◆ Record list:
## Begin
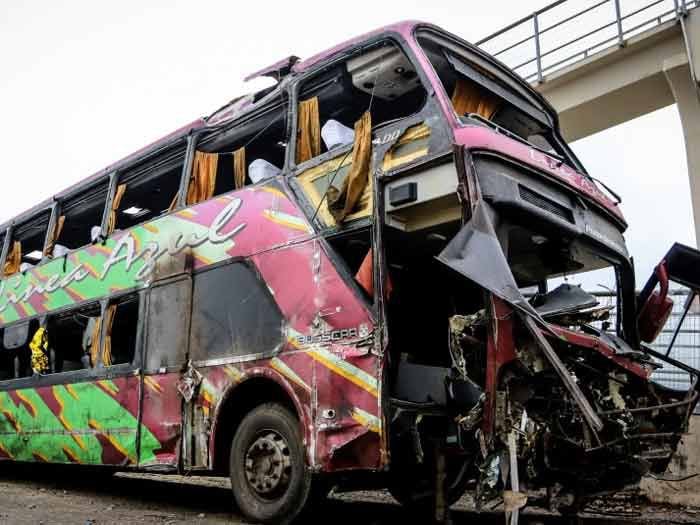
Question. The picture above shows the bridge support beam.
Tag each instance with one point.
(687, 98)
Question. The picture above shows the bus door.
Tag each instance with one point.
(166, 344)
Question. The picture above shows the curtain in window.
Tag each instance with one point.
(239, 170)
(203, 178)
(116, 202)
(39, 346)
(107, 347)
(469, 97)
(95, 342)
(341, 202)
(14, 259)
(309, 131)
(54, 236)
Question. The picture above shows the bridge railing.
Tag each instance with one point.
(566, 32)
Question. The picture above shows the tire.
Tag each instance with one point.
(269, 478)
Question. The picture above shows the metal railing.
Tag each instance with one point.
(566, 32)
(686, 342)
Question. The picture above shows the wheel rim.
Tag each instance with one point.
(268, 464)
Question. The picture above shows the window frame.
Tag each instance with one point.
(96, 373)
(295, 89)
(217, 361)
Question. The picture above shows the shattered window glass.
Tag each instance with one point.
(233, 314)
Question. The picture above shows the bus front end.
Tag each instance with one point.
(517, 343)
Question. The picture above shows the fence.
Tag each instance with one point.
(683, 330)
(566, 32)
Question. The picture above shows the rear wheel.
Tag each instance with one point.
(269, 477)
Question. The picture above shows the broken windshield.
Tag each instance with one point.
(477, 95)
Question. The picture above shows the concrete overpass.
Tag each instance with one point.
(602, 63)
## End
◆ Goal of the exercise: Rewrite the entries from the line with "Question. The picture above shows the rear" through the last entry, changing "broken windshield" to "cracked windshield" and keeping everything else the same.

◆ Written response:
Question. The picture above shows the rear wheel.
Tag each instance with one point.
(269, 477)
Question. The picture above shows the cracked windshield.
Tag each instance with one point.
(477, 95)
Question. The picture above shows the concrete overpass.
Tag each instance with one point.
(602, 63)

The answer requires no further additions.